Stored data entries
--- START ---

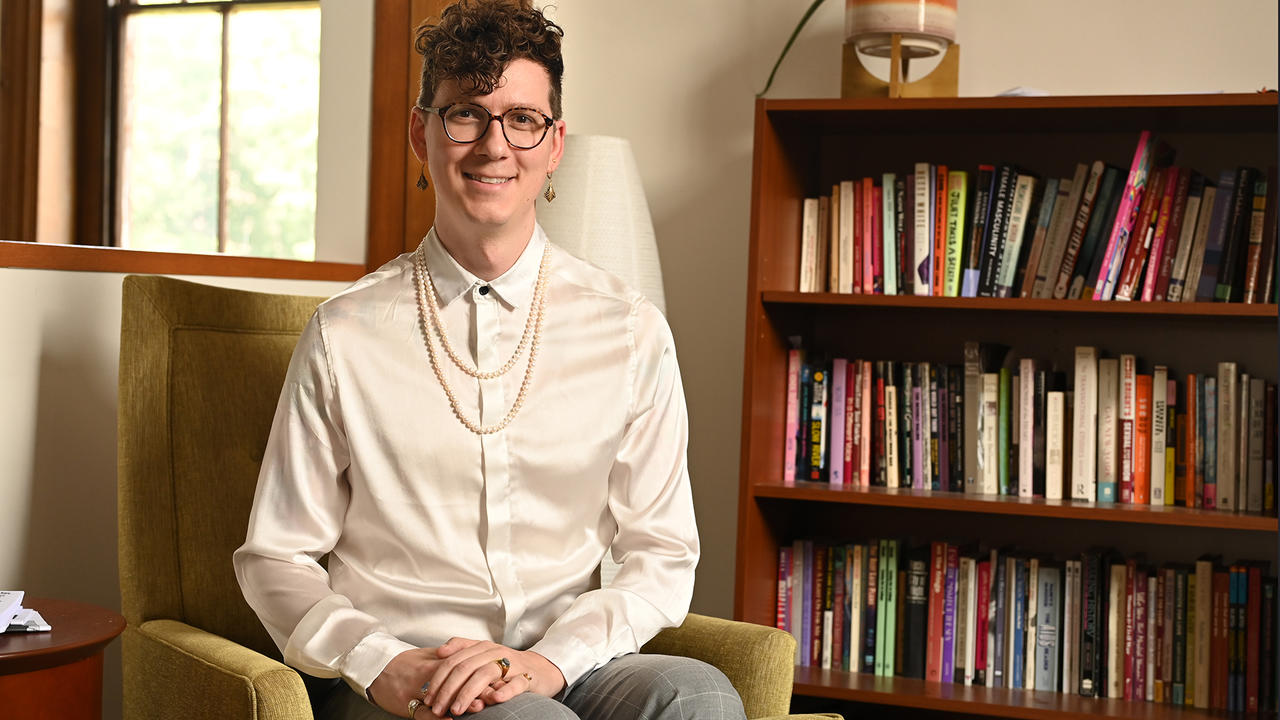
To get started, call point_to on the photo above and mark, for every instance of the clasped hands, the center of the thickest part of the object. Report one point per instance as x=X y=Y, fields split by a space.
x=461 y=675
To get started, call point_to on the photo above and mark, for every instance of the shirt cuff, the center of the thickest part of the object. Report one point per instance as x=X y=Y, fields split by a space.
x=366 y=661
x=570 y=655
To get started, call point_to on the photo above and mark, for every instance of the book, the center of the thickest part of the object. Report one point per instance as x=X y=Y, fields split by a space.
x=1045 y=218
x=1106 y=205
x=1084 y=425
x=1109 y=429
x=1127 y=215
x=1065 y=210
x=1079 y=227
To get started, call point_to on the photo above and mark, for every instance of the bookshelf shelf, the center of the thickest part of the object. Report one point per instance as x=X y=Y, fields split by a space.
x=1025 y=506
x=973 y=700
x=1261 y=311
x=804 y=146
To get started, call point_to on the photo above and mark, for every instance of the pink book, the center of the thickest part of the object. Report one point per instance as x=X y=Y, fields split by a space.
x=878 y=242
x=850 y=392
x=1176 y=177
x=1125 y=218
x=839 y=370
x=791 y=427
x=871 y=201
x=865 y=442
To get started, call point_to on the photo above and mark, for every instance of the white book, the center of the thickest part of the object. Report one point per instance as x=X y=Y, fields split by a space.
x=988 y=424
x=891 y=468
x=1029 y=629
x=1055 y=242
x=1226 y=427
x=923 y=236
x=1257 y=420
x=1025 y=399
x=970 y=618
x=809 y=245
x=1242 y=443
x=1185 y=238
x=1203 y=600
x=1109 y=428
x=1196 y=263
x=1159 y=432
x=1023 y=191
x=888 y=212
x=1084 y=425
x=1055 y=445
x=846 y=237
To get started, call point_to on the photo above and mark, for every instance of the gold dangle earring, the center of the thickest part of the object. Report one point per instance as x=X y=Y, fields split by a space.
x=551 y=191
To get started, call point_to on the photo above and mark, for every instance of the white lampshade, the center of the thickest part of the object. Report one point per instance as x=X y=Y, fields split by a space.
x=600 y=213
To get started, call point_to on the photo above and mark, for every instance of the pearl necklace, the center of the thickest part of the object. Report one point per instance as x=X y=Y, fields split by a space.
x=429 y=318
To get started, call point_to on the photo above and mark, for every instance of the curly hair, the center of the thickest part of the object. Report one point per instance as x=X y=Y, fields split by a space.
x=475 y=40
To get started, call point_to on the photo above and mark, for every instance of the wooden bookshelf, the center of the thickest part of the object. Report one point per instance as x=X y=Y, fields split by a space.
x=801 y=149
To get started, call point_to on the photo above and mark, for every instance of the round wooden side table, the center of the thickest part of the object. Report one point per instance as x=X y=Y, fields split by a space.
x=56 y=674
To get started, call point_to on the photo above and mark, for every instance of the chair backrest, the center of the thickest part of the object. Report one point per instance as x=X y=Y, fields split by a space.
x=201 y=370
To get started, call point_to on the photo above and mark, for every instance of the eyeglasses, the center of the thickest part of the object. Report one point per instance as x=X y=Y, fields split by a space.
x=464 y=123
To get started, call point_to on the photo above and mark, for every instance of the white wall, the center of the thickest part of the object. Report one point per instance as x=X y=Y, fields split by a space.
x=677 y=78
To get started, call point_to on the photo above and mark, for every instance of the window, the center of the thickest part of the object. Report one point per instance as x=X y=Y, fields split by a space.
x=215 y=110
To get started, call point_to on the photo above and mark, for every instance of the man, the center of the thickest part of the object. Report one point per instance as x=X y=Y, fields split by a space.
x=470 y=428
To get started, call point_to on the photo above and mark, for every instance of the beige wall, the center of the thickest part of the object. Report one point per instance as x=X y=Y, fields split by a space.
x=677 y=78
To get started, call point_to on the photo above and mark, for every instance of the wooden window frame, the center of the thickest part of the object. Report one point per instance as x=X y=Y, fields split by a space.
x=398 y=213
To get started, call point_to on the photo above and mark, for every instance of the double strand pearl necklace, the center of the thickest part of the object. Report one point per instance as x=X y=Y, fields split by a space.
x=429 y=317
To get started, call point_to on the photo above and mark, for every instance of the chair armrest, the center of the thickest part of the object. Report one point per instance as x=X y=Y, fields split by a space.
x=174 y=670
x=759 y=661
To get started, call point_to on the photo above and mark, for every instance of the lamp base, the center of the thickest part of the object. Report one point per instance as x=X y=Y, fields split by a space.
x=944 y=81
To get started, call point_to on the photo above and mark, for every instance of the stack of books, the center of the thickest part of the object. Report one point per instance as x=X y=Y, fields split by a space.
x=1112 y=431
x=1160 y=232
x=1198 y=633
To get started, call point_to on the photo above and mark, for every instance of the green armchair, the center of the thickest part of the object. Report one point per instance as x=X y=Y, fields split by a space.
x=200 y=374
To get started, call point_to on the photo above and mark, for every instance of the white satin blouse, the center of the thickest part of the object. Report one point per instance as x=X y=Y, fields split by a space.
x=434 y=532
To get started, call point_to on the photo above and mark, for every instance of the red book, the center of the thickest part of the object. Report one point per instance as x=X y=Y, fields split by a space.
x=1171 y=237
x=867 y=274
x=1217 y=645
x=940 y=229
x=1252 y=624
x=1130 y=577
x=1142 y=469
x=937 y=582
x=1176 y=182
x=878 y=240
x=983 y=597
x=1139 y=242
x=849 y=417
x=858 y=236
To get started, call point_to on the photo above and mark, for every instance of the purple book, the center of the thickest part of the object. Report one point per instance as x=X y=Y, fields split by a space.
x=917 y=445
x=949 y=613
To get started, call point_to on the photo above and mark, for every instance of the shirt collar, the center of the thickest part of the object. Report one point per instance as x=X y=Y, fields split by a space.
x=513 y=288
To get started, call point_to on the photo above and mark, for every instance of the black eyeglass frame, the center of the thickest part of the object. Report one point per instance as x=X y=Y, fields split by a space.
x=547 y=123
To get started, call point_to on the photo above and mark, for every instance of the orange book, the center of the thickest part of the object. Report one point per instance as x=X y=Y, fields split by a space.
x=1142 y=443
x=941 y=201
x=1191 y=447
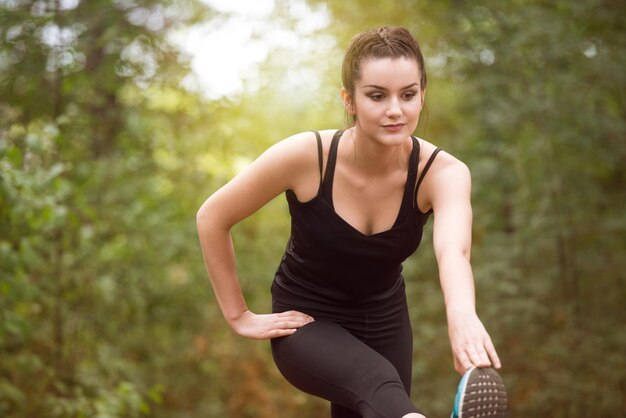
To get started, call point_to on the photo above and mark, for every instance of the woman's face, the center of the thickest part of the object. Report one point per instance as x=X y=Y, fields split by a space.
x=387 y=99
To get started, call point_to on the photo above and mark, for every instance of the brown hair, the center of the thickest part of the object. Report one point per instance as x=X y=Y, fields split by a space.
x=382 y=42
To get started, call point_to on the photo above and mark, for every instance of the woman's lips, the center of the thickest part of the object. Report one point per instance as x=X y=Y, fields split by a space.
x=394 y=127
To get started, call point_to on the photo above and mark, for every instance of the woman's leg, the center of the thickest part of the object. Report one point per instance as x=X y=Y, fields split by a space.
x=325 y=360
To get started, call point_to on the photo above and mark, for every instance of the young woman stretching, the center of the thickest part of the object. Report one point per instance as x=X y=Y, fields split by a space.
x=358 y=200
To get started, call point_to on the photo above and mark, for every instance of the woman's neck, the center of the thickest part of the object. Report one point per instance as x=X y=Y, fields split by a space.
x=373 y=158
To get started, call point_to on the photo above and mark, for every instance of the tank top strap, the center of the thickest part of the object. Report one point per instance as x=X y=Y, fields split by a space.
x=410 y=182
x=320 y=157
x=327 y=183
x=424 y=171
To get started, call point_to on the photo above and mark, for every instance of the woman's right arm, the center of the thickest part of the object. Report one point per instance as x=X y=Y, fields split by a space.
x=286 y=165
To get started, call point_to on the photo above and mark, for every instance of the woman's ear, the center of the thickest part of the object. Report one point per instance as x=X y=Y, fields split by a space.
x=346 y=98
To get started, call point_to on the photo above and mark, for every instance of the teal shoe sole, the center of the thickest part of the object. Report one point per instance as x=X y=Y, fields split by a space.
x=481 y=394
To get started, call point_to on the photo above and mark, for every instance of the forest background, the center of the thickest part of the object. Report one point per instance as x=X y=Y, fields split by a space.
x=107 y=150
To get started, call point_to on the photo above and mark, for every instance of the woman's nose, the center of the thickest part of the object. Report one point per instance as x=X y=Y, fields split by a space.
x=393 y=110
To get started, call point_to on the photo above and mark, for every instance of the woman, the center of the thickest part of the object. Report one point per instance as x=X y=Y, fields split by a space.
x=358 y=198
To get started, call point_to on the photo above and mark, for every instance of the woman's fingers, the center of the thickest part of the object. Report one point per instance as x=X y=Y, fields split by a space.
x=270 y=325
x=491 y=351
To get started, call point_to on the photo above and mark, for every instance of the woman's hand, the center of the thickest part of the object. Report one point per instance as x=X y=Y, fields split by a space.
x=262 y=327
x=471 y=344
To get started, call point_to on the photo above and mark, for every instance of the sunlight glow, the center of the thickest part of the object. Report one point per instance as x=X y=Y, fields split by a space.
x=226 y=52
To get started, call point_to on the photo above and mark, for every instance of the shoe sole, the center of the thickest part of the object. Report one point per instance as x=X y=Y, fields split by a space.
x=482 y=394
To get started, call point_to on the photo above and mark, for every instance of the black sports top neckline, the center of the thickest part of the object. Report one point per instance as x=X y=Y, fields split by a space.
x=328 y=262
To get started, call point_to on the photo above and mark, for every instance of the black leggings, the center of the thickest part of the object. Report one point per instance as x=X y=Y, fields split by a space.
x=363 y=371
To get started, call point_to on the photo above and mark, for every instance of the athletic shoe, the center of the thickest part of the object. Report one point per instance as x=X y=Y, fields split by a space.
x=481 y=393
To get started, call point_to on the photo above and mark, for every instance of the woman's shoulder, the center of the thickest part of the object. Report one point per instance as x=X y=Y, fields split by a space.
x=444 y=163
x=303 y=146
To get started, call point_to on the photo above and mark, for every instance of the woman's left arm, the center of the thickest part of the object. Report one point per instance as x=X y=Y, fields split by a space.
x=450 y=193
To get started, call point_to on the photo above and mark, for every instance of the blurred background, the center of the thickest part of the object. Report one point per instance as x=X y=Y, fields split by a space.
x=119 y=117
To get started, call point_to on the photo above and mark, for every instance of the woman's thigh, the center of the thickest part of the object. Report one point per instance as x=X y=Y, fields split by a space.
x=325 y=360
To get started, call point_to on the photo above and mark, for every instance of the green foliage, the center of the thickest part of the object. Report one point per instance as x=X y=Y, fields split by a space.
x=105 y=310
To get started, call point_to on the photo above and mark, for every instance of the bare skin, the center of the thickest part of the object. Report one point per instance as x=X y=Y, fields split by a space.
x=368 y=186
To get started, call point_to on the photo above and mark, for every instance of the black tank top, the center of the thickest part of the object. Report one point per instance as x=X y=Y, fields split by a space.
x=328 y=262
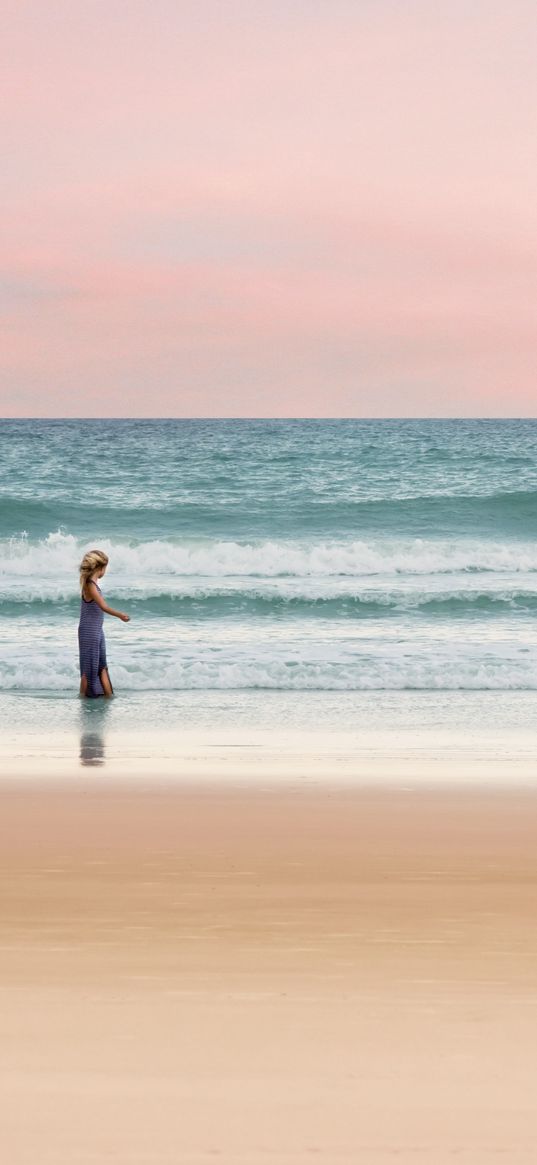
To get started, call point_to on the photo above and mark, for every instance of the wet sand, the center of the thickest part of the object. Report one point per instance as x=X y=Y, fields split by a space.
x=284 y=974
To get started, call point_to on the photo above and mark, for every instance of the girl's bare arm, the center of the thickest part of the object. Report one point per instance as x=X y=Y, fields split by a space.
x=100 y=602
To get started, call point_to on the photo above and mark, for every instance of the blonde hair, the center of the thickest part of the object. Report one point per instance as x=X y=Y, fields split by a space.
x=91 y=563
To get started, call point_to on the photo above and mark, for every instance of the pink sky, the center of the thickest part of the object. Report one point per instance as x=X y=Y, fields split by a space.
x=290 y=207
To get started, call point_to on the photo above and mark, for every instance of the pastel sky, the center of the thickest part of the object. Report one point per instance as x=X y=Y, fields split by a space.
x=269 y=207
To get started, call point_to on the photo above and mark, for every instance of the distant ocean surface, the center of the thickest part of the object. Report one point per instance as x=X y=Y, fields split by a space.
x=329 y=556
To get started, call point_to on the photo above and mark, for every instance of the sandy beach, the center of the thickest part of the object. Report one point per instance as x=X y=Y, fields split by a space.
x=280 y=974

--- END ---

**TASK TO CARRY OUT**
The exact lines from the one containing "of the bare" through the end of the data are to be copied, with both ends kept and pictures left out.

**ANSWER FOR THE TASK**
To get started, call point_to on the photo above and mark, for every instance of the bare skin, the center of the thickest part of the object. Report one point per instance as x=X y=Y, fields split by a space.
x=368 y=186
To get started, call point_to on the photo above and mark, for every instance of the black tank top, the center of the thickest part of the object. Report one point per instance as x=X y=Y, fields split by a space.
x=328 y=262
To get started, call point_to on the photo above and mark, for every instance of the wet sand, the center of the thickest part of the object. Report one point per instance as x=X y=Y, fields split by a space.
x=284 y=974
To get started, call point_to on the photo above and mark, for every instance of the girl's bare arm, the center of the thickest part of the object. Report one point per instance as x=X y=Y, fields split by a space.
x=100 y=602
To get started, call point_to on the photo above and mark, for every instance of the blonde hair, the center of the thickest part of the object. Report one point per instance as x=X y=Y, fields split by a space.
x=91 y=563
To get started, call point_to on the photo above and mark, for every instance of the pink sky, the center of the thickest part of the object. Report one point per instance as x=X y=Y, fields split by a space.
x=290 y=207
To get started, call point_to on the photo above and mark, for every instance of the pastel sky, the center of the thickest part of the object. Report one point per instance as x=X y=Y, fields split by a space.
x=269 y=207
To get started, call point_to on the photo above and mark, for every instance of the distant ocean surface, the center of the thickest part of the object. Report one point per instance as x=X y=Y, fields split by a space.
x=329 y=556
To get started, call point_to on the photo above and mark, for every instance of the sandy beach, the center of the thickest part of the object. Report one point per instance as x=X y=Y, fields split by a space.
x=280 y=974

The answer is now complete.